• [GIVEN REQUEST] Rewrite the part of the material that opens with the line containing "For every instance of the bridge support" and continues through the end of the material, requests included. Multiply every point coordinate in the answers by 2.6 and round to whole numbers, with halves rounded up, but leave the numbers in the requests and their format samples unchanged.

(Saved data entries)
— Begin —
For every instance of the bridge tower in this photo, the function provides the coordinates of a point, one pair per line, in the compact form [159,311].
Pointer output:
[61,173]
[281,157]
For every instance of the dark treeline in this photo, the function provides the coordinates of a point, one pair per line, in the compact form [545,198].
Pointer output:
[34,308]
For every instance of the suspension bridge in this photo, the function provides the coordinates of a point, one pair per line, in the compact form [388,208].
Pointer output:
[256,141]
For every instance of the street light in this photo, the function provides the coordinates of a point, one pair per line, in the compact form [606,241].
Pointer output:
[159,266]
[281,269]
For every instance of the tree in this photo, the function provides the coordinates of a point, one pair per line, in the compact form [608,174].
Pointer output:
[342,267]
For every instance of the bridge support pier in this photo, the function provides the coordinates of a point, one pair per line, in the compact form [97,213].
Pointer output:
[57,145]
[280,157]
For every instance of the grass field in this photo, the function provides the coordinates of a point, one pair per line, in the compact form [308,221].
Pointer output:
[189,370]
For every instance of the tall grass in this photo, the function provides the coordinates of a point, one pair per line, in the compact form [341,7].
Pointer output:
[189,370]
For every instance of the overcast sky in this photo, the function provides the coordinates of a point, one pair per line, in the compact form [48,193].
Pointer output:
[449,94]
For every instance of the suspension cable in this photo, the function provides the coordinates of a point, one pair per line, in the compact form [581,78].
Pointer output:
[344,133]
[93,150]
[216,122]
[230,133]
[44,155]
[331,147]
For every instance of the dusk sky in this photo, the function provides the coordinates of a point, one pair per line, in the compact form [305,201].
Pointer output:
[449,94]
— End —
• [RESULT OF THIS EXERCISE]
For every instance of the bridge support pier in this photo, the function provides the coordinates of a point, one pair per line, in the compact form [97,213].
Pointer output:
[148,377]
[728,408]
For every instance of the grass field in this photo, the function provides the coordinates of a point, one pair per line, in the compact form [308,221].
Pointer output:
[491,962]
For every instance of the tall grass in this photo, the function provides the coordinates of a point, one pair per line, in the compact form [341,7].
Pointer output:
[491,962]
For every instance of the overcast sky in this photo, the function provides the coordinates of a point, one pair per line, in the compact form [48,193].
Pointer output:
[1167,244]
For every instance of the suspension cable in this photo, the function provides the coordinates of a point, one pair per line, in the compact form [581,78].
Pointer output:
[894,346]
[242,390]
[562,317]
[598,346]
[114,403]
[861,382]
For every instance of the dusk sky in this photo, the function provides the coordinates of a point, one pair per line, in the compact form [305,201].
Pointer output:
[1167,244]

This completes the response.